Instructions =>
A. Answer these questions from the text on legality and corruption in Italy:
(i) What name is given to the large-scale scandal of the 1990s?
(ii) In the 2016 survey, what share of those interviewed had much or very much trust in Parliament?
(iii) According to Romano, where does a legal order exist?
B. Extend the text on legality and corruption in Italy, starting after its final sentence.
**** Text section ****
Cassese talks of the different ‘layers’ that make up the Italian State that ‘live an autonomous life [and] overlap in a non-orderly fashion’ thus producing weak legality (2014: 37; or different levels of legality: Sciarrone and Storti, 2015). ‘Weak legality’ is not just limited to citizens: widespread illegality also encompasses corruption, a phenomenon held to be ‘[embedded] […] in Italy’s institutions’ (Rhodes, 2015: 321; Ruggiero, 2010). Political corruption emerged with virulence in the 1990s, with the large-scale scandal known as Tangentopoli that contributed to the collapse of the erstwhile political parties (Nelken, 1996; Rhodes, 2015). Commentators judge that corruption has not abated in Italy since then (Rhodes, 2015: 320). Moreover, though public opinion has not been consistent in its support for anti-corruption (320), Tangentopoli (and the conflict between judicial and political classes that it enflamed) has contributed to citizens’ distrust of political and economic elites (Vannucci, 2009: 258; Ginsborg, 2013: 284). A 2016 survey reveals, for example, that only 6% of those interviewed had ‘much or very much trust’ (‘molta o moltissima’ fiducia) in political parties, 11% in Parliament, and 20% in ‘the State’ as a whole (Diamanti et al, 2016: 8).

The depiction of Italy as containing ‘intermediate normative orders’ coincides with the idea of normative pluralism, developed by the Italian jurist Santi Romano, and held to reflect the ‘[p]luralism […] built into Italian society’ (Zanetti, 2011: para. 3). Romano argued that the legal order is not the sole preserve of the central State, but that a legal order exists ‘wherever there exists a social organism, of some complexity’. Such an organism, according to Romano, produces an internal discipline, ‘authority, powers, norms and sanctions’ ([1946] 2013: 90). Note the similarity here with Della Porta et al’s analysis of recently discovered corruption networks (linked to large construction works) in which ‘decisions, attitudes, negotiations, expectations […] are based on pre-established scripts following rules that are well known to the people involved and informally codified, […][which] marginalize or punish those who show opposition or express disagreement’ and ‘socialize [novices to] the “laws” of corruption’ (2015: 198).
**** Data entries ****
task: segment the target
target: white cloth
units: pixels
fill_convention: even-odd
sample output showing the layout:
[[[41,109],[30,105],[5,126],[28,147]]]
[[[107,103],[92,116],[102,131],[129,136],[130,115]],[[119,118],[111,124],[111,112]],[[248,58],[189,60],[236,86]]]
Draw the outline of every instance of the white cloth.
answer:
****
Answers for the tasks =>
A.
(i) Tangentopoli
(ii) 11%
(iii) Wherever there exists a social organism of some complexity

B.
As this example shows, while a legal order may find support in the State’s legal order, it may also be distinct from, or even in explicit contradiction with, state law. Examples of the latter include ‘criminal or revolutionary societies’ (Romano, [1946] 2013: 33). Again, the Catholic Church, organised crime cartels, but also parties such as the PCI, have been identified – despite their notable differences – as pertinent examples of alternative normative institutions (Zanetti, 2011). ‘[R]elations such as kinship hierarchies and economic structures’ are then amongst the features thought to distinguish these institutions from mere ‘clusters of randomly assembled persons’ (Croce and Salvatore, 2007: 8).

Romano also notes the inverse relationship between the strength of the sovereign State and the strength of any internal juridical order contained within it: the stronger the State, the weaker the pull of alternative normative authorities and vice versa (Romano, [1946] 2013: 88). In this respect Italy seems to have historically displayed ‘a […] national state […] rarely able to dominate alternative institutions but […] also in need of some kind of negotiable help from them’ (Zanetti, 2011: para. 13). That is to say, Italy displays a State beset by a tension between centre and periphery (also Sciarrone and Storti, 2015).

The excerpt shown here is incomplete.